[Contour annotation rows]
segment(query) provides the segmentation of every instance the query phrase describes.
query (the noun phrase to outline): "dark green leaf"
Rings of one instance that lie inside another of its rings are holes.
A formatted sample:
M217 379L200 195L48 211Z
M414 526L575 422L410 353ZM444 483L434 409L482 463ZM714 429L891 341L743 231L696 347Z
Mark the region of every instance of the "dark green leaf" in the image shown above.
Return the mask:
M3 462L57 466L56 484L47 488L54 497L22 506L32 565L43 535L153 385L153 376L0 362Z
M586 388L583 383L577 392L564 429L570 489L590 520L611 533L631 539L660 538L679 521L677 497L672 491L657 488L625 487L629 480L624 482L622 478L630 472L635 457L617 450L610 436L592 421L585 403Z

> _What is asked_
Copy out every row above word for word.

> _Completed exercise_
segment(query) provides the segmentation of every instance the query phrase describes.
query (the noun phrase to outline): "dark green leaf"
Rings of one instance that lie inside another of its rings are holes.
A formatted sample:
M217 379L200 195L48 211Z
M414 526L575 422L410 353ZM444 483L434 409L482 463ZM714 429L891 341L743 231L696 347Z
Mark the region of every instance of the "dark green leaf" in the image shown above.
Return the mask:
M3 462L57 466L56 484L47 488L54 497L22 506L32 565L43 535L153 385L153 376L0 362Z
M586 388L583 383L577 392L564 429L570 489L590 520L611 533L631 539L660 538L679 521L677 497L672 491L657 488L625 487L629 480L624 482L622 478L630 472L635 457L617 450L610 436L592 421L585 403Z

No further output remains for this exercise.